Your answer should consist only of the lines below from the one with "the clear blue" through the one with "the blue water", copied exactly.
□ □ □ □ □ □ □
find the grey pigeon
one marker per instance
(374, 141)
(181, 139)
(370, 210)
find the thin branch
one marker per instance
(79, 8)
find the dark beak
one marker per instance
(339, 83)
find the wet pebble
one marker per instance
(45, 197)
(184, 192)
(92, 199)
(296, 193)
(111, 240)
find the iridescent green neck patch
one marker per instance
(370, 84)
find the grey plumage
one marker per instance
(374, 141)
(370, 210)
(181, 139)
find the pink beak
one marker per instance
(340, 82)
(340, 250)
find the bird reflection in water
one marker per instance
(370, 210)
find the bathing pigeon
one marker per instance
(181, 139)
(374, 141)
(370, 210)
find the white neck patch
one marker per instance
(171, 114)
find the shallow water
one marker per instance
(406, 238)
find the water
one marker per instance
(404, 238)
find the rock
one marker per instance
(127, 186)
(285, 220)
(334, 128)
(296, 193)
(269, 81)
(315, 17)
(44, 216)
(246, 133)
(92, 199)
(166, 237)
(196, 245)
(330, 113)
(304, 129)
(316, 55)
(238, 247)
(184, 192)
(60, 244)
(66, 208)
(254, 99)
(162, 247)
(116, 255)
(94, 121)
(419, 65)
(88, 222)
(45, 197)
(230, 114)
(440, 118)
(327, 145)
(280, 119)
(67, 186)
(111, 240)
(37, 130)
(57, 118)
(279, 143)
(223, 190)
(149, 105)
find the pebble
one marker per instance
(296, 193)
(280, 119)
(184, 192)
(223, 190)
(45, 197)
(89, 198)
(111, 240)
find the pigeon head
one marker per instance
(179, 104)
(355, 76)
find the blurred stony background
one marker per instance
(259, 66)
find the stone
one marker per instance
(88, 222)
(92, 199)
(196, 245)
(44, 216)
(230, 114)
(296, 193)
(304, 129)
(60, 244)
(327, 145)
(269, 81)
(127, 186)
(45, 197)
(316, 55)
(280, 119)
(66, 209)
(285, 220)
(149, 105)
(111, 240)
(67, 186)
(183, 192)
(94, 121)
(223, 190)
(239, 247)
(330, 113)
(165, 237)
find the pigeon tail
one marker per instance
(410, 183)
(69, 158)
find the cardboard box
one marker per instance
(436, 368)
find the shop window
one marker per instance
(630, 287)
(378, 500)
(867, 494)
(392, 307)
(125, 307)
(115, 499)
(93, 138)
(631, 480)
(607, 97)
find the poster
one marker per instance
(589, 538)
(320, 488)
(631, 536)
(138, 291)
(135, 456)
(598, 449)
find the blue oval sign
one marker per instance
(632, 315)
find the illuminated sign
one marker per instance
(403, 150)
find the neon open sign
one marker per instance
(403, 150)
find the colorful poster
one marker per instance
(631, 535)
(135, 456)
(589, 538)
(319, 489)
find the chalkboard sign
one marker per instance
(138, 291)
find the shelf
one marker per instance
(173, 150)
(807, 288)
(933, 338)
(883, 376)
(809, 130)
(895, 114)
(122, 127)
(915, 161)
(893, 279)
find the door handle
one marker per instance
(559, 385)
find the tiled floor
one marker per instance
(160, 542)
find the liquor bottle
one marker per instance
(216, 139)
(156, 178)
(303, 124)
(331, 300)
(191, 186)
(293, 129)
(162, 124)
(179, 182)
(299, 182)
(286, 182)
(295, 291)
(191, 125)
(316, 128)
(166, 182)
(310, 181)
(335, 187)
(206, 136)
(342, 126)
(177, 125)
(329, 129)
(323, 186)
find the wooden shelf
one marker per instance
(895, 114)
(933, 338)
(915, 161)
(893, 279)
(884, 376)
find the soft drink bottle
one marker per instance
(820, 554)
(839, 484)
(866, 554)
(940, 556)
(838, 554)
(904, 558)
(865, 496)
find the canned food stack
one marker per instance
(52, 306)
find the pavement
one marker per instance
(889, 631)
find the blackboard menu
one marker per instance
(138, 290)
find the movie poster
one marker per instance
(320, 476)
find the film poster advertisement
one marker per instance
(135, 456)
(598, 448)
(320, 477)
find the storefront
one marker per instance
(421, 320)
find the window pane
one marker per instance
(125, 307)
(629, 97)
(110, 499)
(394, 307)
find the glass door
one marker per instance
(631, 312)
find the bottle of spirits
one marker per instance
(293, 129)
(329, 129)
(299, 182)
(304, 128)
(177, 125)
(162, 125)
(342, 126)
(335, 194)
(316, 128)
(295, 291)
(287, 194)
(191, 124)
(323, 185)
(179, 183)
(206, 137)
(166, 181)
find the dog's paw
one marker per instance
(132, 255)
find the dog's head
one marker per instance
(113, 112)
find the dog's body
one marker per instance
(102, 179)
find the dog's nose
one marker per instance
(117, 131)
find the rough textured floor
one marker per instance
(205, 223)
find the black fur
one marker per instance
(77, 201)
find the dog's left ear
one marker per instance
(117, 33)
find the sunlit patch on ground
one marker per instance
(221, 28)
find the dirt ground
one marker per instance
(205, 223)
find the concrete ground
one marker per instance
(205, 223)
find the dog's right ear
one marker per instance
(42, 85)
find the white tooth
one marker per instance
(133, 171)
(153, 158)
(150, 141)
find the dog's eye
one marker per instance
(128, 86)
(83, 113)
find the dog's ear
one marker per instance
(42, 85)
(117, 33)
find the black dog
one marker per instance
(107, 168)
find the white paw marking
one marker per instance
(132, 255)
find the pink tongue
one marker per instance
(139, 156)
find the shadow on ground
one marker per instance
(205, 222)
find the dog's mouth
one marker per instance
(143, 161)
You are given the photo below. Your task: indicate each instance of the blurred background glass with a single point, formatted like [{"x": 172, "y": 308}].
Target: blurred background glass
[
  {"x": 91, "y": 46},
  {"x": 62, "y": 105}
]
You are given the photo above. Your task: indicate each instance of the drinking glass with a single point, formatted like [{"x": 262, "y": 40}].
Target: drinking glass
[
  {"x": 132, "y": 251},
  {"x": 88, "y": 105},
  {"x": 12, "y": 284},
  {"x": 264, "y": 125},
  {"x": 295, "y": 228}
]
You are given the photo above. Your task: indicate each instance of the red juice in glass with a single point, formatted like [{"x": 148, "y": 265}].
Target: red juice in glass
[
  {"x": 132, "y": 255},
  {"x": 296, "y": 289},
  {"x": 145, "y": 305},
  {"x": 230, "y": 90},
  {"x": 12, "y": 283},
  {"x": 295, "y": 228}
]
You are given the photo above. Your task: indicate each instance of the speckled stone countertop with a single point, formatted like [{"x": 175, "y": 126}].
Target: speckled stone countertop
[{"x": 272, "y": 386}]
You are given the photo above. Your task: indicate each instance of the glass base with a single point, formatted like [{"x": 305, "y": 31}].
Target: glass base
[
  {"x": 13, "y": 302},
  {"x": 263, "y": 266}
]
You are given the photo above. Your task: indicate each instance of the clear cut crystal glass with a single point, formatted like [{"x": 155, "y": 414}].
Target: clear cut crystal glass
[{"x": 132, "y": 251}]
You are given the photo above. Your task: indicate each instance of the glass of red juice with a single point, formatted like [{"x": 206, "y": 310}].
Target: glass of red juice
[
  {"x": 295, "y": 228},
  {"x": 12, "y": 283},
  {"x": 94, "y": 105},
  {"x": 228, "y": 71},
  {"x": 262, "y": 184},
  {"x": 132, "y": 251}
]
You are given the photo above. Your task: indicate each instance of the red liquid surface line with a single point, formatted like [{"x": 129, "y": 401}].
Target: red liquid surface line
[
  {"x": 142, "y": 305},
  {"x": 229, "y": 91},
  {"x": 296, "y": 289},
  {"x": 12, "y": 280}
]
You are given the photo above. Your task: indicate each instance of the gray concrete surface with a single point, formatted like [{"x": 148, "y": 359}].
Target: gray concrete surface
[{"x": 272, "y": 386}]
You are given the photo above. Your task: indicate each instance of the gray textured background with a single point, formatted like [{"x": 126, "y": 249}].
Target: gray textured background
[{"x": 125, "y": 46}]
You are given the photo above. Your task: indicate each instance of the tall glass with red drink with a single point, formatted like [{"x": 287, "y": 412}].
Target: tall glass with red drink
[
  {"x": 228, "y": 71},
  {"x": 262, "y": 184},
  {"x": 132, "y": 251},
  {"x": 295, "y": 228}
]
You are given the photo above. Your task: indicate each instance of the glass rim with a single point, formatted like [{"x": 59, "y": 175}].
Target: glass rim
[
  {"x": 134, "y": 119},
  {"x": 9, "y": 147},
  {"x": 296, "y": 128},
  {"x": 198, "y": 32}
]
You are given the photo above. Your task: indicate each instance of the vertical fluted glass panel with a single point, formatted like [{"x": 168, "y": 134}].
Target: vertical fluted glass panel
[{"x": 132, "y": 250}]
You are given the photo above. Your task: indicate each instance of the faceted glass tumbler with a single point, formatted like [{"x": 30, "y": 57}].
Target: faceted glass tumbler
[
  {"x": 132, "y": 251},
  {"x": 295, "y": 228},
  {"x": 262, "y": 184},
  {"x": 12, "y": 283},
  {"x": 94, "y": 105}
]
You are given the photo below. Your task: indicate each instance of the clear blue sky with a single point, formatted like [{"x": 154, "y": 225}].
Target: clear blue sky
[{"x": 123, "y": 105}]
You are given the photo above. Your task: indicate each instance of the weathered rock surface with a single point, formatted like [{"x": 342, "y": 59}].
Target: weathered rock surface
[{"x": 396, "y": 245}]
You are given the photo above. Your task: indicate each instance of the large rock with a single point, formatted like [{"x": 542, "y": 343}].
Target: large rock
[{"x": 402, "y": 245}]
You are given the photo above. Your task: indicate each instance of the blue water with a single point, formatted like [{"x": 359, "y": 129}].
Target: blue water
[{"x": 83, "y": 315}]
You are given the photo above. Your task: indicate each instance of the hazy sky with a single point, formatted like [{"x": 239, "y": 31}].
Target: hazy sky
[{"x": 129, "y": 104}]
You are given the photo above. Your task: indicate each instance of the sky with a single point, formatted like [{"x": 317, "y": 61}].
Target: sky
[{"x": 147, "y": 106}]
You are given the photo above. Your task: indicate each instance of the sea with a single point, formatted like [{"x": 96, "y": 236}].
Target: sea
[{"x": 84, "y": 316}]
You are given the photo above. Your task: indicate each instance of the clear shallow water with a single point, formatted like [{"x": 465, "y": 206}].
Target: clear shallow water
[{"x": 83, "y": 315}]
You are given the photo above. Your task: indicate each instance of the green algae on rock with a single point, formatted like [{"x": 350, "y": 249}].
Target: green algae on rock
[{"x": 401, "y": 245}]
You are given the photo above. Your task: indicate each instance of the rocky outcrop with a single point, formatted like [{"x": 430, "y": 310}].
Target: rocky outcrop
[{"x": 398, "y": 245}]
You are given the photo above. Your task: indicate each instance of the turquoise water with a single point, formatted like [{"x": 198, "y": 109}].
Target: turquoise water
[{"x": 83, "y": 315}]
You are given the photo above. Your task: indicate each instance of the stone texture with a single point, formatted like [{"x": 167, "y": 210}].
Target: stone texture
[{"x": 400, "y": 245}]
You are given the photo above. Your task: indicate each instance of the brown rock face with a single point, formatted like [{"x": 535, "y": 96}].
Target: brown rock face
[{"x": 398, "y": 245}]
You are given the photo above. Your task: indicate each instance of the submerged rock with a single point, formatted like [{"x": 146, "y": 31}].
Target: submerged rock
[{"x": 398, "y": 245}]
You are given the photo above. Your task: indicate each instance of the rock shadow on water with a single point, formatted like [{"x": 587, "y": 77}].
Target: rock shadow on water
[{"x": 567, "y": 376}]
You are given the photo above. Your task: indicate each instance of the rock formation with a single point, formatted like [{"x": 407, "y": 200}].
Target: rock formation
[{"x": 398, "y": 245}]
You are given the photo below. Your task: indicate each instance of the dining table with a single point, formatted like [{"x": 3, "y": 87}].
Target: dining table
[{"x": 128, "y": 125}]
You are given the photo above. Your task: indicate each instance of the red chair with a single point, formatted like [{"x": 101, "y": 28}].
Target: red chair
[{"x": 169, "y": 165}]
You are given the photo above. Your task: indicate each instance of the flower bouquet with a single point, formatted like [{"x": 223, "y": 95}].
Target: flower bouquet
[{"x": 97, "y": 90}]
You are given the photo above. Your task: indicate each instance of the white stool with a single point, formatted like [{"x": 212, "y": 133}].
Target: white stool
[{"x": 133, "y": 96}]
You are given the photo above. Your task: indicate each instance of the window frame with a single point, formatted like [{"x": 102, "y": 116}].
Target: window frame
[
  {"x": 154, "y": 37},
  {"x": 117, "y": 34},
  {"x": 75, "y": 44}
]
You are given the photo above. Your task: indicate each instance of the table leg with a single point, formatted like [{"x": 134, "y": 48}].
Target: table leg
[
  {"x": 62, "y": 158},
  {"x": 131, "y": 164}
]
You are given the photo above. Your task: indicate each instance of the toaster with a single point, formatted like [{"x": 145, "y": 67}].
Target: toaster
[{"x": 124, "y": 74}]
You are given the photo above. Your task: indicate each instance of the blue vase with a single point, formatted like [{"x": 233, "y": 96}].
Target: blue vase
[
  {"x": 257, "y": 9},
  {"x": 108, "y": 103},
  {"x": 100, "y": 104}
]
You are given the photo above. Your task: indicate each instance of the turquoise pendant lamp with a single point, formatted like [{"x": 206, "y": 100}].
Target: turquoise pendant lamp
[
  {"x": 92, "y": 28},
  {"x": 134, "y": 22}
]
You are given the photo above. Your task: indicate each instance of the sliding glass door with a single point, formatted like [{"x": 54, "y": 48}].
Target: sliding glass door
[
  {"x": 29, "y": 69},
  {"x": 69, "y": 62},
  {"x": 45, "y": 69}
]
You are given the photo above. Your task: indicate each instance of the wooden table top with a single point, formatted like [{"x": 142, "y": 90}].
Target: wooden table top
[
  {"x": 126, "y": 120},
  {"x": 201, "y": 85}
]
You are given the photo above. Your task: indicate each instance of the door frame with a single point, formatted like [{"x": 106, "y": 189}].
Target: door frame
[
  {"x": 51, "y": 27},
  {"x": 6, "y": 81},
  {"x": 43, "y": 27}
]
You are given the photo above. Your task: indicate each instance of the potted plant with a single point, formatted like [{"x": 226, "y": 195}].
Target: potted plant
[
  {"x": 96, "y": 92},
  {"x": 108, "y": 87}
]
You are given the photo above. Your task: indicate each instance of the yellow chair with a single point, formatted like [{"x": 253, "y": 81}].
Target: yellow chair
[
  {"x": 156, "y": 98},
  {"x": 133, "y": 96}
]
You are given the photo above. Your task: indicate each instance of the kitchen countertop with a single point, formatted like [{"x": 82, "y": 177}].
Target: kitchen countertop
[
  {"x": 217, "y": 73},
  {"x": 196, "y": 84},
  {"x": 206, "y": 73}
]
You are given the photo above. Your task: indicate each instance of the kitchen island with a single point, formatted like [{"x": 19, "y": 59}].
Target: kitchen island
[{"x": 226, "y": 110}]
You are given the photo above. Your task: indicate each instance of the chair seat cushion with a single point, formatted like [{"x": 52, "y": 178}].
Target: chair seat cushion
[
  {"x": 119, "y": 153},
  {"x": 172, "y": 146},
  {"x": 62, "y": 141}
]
□ □ □ □ □ □ □
**Solution to this task:**
You are given the photo below. Your task: indicate each instance of the clear blue sky with a single point, formatted like [{"x": 154, "y": 225}].
Target: clear blue sky
[{"x": 123, "y": 105}]
You are given the photo above. Your task: indicate each instance of the weathered rock surface with a single point, formatted like [{"x": 342, "y": 59}].
Target: weathered rock surface
[{"x": 396, "y": 245}]
You are given the photo above. Your task: indicate each instance of the large rock with a single point, formatted like [{"x": 542, "y": 343}].
Target: large rock
[{"x": 402, "y": 245}]
You are given the photo above. Your task: indicate each instance of the blue water with a single point, formatted like [{"x": 359, "y": 129}].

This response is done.